- EXERCISE AIM
Please rewrite the rows below, putting "return box" wherever "output bbox" appears and leaving everything else unchanged.

-- begin DATA FOR THIS TASK --

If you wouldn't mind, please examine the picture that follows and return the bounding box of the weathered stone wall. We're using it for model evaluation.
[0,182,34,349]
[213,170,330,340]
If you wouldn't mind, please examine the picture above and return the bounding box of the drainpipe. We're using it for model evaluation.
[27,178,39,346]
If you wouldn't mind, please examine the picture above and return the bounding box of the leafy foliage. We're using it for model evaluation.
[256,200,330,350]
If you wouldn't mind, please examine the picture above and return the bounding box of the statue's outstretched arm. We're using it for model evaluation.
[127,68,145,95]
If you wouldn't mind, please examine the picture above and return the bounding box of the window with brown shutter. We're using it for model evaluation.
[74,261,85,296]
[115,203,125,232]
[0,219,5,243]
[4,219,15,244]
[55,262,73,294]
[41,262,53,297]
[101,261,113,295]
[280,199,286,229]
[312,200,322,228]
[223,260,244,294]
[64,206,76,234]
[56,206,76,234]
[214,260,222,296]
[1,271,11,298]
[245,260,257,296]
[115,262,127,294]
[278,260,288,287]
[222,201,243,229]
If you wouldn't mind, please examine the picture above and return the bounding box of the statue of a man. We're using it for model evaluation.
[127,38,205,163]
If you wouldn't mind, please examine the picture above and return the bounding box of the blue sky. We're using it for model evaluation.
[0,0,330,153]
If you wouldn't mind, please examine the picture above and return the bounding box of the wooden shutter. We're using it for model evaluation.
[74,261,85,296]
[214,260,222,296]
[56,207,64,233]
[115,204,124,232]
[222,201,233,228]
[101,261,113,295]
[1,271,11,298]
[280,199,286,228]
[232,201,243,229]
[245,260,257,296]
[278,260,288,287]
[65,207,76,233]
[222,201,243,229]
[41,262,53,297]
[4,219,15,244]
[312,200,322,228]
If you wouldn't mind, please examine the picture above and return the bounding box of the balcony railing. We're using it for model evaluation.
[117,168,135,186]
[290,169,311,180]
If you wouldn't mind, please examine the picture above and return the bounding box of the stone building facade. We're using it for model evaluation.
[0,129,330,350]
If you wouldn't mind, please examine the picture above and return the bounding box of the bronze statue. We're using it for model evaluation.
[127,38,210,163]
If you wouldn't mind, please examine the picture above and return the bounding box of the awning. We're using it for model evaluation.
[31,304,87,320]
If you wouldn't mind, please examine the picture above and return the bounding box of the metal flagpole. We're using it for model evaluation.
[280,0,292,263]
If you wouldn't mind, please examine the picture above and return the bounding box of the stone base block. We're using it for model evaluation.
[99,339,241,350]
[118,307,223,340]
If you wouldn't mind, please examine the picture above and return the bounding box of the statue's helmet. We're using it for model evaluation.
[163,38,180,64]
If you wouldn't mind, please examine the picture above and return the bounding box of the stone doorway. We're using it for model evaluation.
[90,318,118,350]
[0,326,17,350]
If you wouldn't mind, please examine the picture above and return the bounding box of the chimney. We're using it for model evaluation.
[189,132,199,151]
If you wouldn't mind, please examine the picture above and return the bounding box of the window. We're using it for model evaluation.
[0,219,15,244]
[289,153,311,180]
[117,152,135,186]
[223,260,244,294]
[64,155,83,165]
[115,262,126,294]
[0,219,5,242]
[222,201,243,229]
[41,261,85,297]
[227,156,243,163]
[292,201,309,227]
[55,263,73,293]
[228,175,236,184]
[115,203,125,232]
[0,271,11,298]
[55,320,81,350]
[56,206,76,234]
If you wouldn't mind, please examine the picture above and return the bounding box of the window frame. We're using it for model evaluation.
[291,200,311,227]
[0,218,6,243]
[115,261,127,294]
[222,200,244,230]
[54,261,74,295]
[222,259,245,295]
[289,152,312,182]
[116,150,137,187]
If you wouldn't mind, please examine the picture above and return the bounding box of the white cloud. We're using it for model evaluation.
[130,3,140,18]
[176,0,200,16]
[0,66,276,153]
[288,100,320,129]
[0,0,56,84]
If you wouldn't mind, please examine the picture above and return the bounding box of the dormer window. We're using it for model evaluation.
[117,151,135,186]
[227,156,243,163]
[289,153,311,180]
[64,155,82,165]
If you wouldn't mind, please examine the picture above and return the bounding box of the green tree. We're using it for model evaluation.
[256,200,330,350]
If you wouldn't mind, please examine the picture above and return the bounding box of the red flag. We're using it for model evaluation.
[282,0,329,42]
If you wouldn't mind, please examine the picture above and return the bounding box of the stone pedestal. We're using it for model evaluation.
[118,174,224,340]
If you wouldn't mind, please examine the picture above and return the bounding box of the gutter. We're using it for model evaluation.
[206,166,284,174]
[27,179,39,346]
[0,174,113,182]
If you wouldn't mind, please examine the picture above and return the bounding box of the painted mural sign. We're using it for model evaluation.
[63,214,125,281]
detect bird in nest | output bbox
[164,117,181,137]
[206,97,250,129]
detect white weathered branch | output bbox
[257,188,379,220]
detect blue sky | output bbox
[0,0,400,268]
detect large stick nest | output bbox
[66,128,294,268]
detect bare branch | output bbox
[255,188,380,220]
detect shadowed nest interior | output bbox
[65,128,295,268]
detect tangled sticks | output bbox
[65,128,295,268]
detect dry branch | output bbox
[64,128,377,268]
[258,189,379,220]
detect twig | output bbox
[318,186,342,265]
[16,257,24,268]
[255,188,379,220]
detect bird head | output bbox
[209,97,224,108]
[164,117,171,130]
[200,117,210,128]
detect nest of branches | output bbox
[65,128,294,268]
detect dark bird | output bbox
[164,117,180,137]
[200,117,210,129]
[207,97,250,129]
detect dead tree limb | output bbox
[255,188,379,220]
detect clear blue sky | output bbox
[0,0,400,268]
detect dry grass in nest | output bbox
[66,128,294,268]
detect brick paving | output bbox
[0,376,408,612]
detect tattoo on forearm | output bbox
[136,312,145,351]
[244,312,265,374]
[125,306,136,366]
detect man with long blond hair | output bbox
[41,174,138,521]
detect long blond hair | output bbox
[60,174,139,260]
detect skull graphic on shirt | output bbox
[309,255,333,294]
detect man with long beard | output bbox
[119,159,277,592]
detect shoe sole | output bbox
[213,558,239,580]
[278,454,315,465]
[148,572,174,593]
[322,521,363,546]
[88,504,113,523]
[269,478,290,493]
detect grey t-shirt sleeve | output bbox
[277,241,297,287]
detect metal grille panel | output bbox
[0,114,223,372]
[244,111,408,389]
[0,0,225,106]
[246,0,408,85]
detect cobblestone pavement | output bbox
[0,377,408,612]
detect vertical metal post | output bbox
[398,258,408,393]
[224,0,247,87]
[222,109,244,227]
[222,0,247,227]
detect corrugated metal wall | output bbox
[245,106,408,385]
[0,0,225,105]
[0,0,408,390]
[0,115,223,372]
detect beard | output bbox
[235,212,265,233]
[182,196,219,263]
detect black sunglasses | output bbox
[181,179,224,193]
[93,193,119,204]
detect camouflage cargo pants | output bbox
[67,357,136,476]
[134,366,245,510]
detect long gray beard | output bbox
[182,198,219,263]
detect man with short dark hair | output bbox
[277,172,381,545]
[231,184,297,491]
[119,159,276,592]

-- end DATA FOR THIS TASK --

- WORKED ANSWER
If you wouldn't mind, please examine the picture that follows and return the bounding box of the weathered stone wall. We're using it for model evaluation.
[0,182,34,349]
[213,170,330,340]
If you wouldn't mind, please examine the picture above and return the bounding box of the drainpipe. We're using it for model evaluation.
[27,178,39,346]
If you wouldn't mind, please examine the picture above and return the bounding box of the leafy foliage. We're using it for model evaluation.
[256,200,330,350]
If you wouldn't mind, please examine the picture above and return the bounding box of the statue's outstretched arm. We're using it for model evaluation.
[127,68,145,95]
If you wouldn't mind, please examine the picture above and return the bounding box of the window with brown shutter. We're using it for model evaluation.
[74,261,85,296]
[115,203,125,232]
[0,219,5,243]
[4,219,15,244]
[55,262,73,294]
[41,262,53,297]
[101,261,113,295]
[280,199,286,229]
[312,200,322,228]
[223,260,244,294]
[64,206,76,234]
[56,206,76,234]
[214,260,222,296]
[1,271,11,298]
[245,260,257,296]
[115,262,127,294]
[278,260,288,287]
[222,201,243,229]
If you wouldn't mind, please examine the picture above and return the bounding box of the statue of a man. We're using it for model evaluation.
[127,38,205,163]
If you wouldn't mind, please examine the picture above and return the bounding box of the blue sky. We're using it for model evaluation.
[0,0,330,153]
If you wouldn't mind, please examine the picture above and return the bounding box of the wooden shutter. We're using it for model evaluation.
[74,261,85,296]
[214,260,222,296]
[56,207,64,233]
[115,204,124,232]
[222,201,233,228]
[101,261,113,295]
[1,271,11,298]
[280,199,286,228]
[232,201,243,229]
[245,260,257,296]
[278,260,288,287]
[65,207,76,233]
[222,201,243,229]
[41,262,53,297]
[4,219,15,244]
[312,200,322,228]
If you wouldn't mind, please examine the picture above and return the bounding box of the balcony railing. We're using it for model evaluation.
[117,168,135,186]
[290,169,311,180]
If you wouldn't mind, please examine the picture above and return the bounding box of the stone building facade. We're using it for model evaluation.
[0,129,330,350]
If you wouldn't mind, please examine the picture above and return the bounding box of the bronze statue. We're using it for model evaluation.
[127,38,210,163]
If you wouldn't mind, please examine the picture above and return the bounding box of the awning. We're using it for model evaluation.
[31,304,87,320]
If you wouldn't mind, please examine the picture above and return the bounding box of the metal flagpole. We're using it for model evaluation.
[280,0,292,263]
If you wouldn't mind, please examine the picture above and return the bounding box of the stone base block. We're using it for model evaluation.
[99,339,241,350]
[118,307,223,340]
If you wouldn't mind, please examine the picture above and return the bounding box of the statue's helmet. We're using it for model evaluation.
[163,38,180,64]
If you wouldn't mind, please examine the picture above and return the bounding box of the stone doorway. We're using it for model evaluation.
[90,318,118,350]
[0,326,17,350]
If you wouldn't mind, please examine the picture above and return the bounding box of the chimney. We're using it for model evaluation.
[189,132,199,151]
If you wouldn't mind, please examine the picture above and return the bounding box of the window. We're using it for model evaluation.
[0,219,15,244]
[289,153,311,180]
[117,152,135,186]
[223,260,244,294]
[64,155,83,165]
[115,262,126,294]
[0,219,5,242]
[222,201,243,229]
[41,261,85,297]
[227,156,243,163]
[292,201,309,227]
[55,263,73,293]
[228,175,236,184]
[115,203,125,232]
[0,271,11,298]
[55,320,81,350]
[56,206,76,234]
If you wouldn't mind, please examine the picture above and return the bounding box of the window frame. We're using it for model evaluation.
[291,200,311,227]
[0,218,6,243]
[115,261,127,294]
[222,200,244,230]
[54,261,74,295]
[222,259,245,295]
[289,152,312,182]
[116,150,137,187]
If you wouldn't mind, please examine the picture above and return the bounding box of the white cloud. We're using it for model evaluation.
[130,3,140,18]
[176,0,200,16]
[0,66,276,153]
[288,100,320,129]
[0,0,56,84]
If you wouldn't mind, please examine the picture above and return the bounding box of the dormer window. We're using it for model evaluation.
[117,151,135,186]
[227,156,243,163]
[289,153,311,180]
[64,155,82,165]
If you wouldn't mind, please examine the picture above and return the bounding box of the green tree. We're using it for model evaluation.
[256,200,330,350]
If you wouldn't mind, please examine the picture above and return the bounding box of the red flag. We're using it for model evaluation.
[282,0,329,42]
If you wouldn't mind, please examine the picture above and return the bounding box of the stone pedestal. We're using it for model evaluation.
[118,174,224,340]
If you wouldn't mind, please examine the picture above and return the bounding box of the gutter. We're using it for model evaluation.
[206,166,284,174]
[27,179,39,346]
[0,174,113,182]
If you wouldn't mind, please examine the picture above and return the bounding box of the painted mural sign. We're using it for model evaluation.
[63,214,125,281]
detect bird in nest | return box
[164,117,181,137]
[206,97,250,129]
detect white weathered branch | return box
[257,188,379,220]
detect blue sky | return box
[0,0,400,268]
detect large stick nest | return box
[66,128,294,268]
detect bare branch | return box
[255,188,380,220]
detect shadowed nest interior | return box
[65,128,295,268]
detect tangled sticks | return box
[65,128,295,268]
detect dry branch | return box
[64,128,377,268]
[258,189,379,220]
detect twig | return box
[318,186,342,265]
[16,257,24,268]
[255,188,379,220]
detect bird head | return box
[209,97,224,108]
[164,117,171,130]
[200,117,210,128]
detect nest of branches | return box
[65,128,294,268]
detect dark bird | return box
[164,117,180,137]
[200,117,210,129]
[207,97,250,129]
detect dead tree limb | return box
[255,188,379,220]
detect clear blue sky | return box
[0,0,400,268]
detect dry grass in nest | return box
[66,128,294,268]
detect brick paving | return box
[0,376,408,612]
detect tattoo on forearm | return box
[136,312,145,351]
[244,312,265,374]
[125,306,136,366]
detect man with long blond hair | return box
[41,174,138,521]
detect long blond hair | return box
[60,174,139,260]
detect skull graphic on shirt | return box
[309,255,333,294]
detect man with long beard | return box
[119,159,277,592]
detect shoe sole | return box
[213,558,239,580]
[278,454,315,465]
[148,572,174,593]
[322,521,363,546]
[88,504,113,523]
[269,478,290,493]
detect grey t-shirt sleeve | return box
[277,241,297,287]
detect metal grille panel | return box
[0,114,223,372]
[244,111,408,389]
[0,0,225,106]
[246,0,408,85]
detect cobblestone pavement | return box
[0,377,408,612]
detect vertical metal post | return box
[398,258,408,393]
[224,0,247,87]
[222,109,244,227]
[222,0,247,227]
detect corrugated metal wall | return box
[245,106,408,385]
[0,0,225,105]
[0,0,408,390]
[0,115,223,372]
detect beard | return box
[235,212,265,233]
[182,196,219,263]
detect black sunglasses | return box
[181,179,224,193]
[93,193,119,204]
detect camouflage cargo pants | return box
[67,357,136,476]
[134,366,245,510]
detect long gray beard | return box
[182,198,219,263]
detect man with short dark hair | return box
[277,172,381,545]
[231,184,297,491]
[119,159,276,592]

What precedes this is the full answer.